Africanews is a pan-African multilingual news network located in Lyon, France previously 
headquartered in Pointe-Noire, Republic of the Congo. The news channel began broadcasting online, and via TV and satellite on 20 April 2016. The newsroom has 30 journalists and around 55 technical staffers.

Broadcast 
Like its sister channel Euronews, Africanews runs news and weather summaries every half-hour.

Languages 
Currently, the programs are broadcast in both English and French - most on-screen graphics and captions are bilingual. The channel plans to expand and accommodate most of the continents' population and plans to roll out Swahili, Arabic, Dutch, Spanish and Portuguese content soon in 2022/2023.

Distribution 

The channel currently is broadcast in 33 sub-Saharan countries and is accessible to 7.3 million homes via satellite and digital terrestrial television networks. Africanews is available in the UK, along with a number of other international news channels, via online video subscription service NewsPlayer+  and alongside Euronews on Freeview channel 271 via the Channelbox free streaming service.

- _Your goal_:
Answer from the Africanews article:
1. Where was Africanews headquartered before Lyon?
2. How often does the channel run news and weather summaries?
3. In how many sub-Saharan countries is it broadcast?

- _Supplied data_:
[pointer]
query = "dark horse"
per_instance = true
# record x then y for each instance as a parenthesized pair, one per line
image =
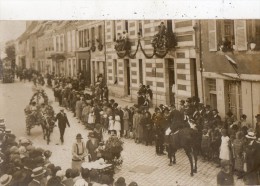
(187, 139)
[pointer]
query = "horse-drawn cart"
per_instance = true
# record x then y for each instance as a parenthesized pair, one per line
(39, 112)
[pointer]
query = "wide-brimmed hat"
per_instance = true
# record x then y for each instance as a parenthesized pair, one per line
(47, 153)
(117, 118)
(8, 131)
(5, 179)
(91, 134)
(38, 172)
(251, 135)
(120, 181)
(79, 136)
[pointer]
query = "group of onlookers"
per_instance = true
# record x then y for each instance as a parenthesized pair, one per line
(21, 164)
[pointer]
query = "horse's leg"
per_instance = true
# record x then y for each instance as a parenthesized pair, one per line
(188, 153)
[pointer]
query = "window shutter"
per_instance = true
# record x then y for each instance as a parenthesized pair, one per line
(240, 34)
(212, 28)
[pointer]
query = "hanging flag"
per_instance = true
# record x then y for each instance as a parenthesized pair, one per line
(233, 64)
(231, 61)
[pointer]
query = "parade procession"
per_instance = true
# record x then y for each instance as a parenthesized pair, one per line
(131, 103)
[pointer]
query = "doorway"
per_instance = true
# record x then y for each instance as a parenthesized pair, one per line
(127, 69)
(213, 100)
(171, 73)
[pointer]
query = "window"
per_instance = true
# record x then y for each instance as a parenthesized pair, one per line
(140, 28)
(225, 32)
(212, 85)
(93, 35)
(73, 40)
(126, 26)
(57, 43)
(235, 98)
(140, 71)
(87, 37)
(115, 71)
(114, 30)
(100, 33)
(169, 25)
(33, 52)
(253, 32)
(61, 43)
(69, 41)
(80, 38)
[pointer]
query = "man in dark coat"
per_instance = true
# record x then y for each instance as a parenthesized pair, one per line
(62, 122)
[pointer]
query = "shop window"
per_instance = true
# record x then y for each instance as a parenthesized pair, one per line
(235, 98)
(100, 33)
(253, 33)
(115, 71)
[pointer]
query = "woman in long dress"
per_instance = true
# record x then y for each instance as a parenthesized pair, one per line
(78, 108)
(78, 152)
(225, 146)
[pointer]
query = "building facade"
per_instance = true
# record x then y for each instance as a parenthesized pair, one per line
(215, 60)
(172, 78)
(231, 66)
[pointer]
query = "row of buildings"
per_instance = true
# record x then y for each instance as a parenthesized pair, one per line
(215, 60)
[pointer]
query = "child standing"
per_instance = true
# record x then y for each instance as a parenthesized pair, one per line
(91, 119)
(117, 125)
(225, 146)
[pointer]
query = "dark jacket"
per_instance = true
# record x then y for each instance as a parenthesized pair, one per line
(62, 120)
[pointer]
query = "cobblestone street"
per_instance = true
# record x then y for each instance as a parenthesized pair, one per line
(14, 98)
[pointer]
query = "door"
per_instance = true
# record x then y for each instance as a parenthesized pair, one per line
(171, 81)
(127, 69)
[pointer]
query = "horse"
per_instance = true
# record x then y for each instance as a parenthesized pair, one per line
(186, 138)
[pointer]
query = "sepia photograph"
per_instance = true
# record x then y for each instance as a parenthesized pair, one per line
(130, 102)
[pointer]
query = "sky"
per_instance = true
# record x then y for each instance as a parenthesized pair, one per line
(10, 30)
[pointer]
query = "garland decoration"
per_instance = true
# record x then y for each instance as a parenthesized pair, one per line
(37, 95)
(162, 42)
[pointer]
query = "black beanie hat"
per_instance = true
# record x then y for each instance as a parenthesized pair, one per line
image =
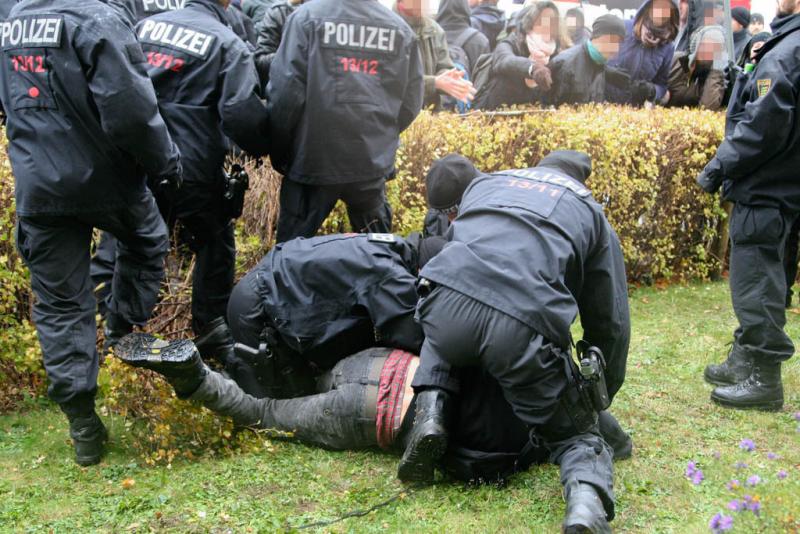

- _Correct answer_:
1. Pointe-Noire, Republic of the Congo
2. Every half-hour
3. 33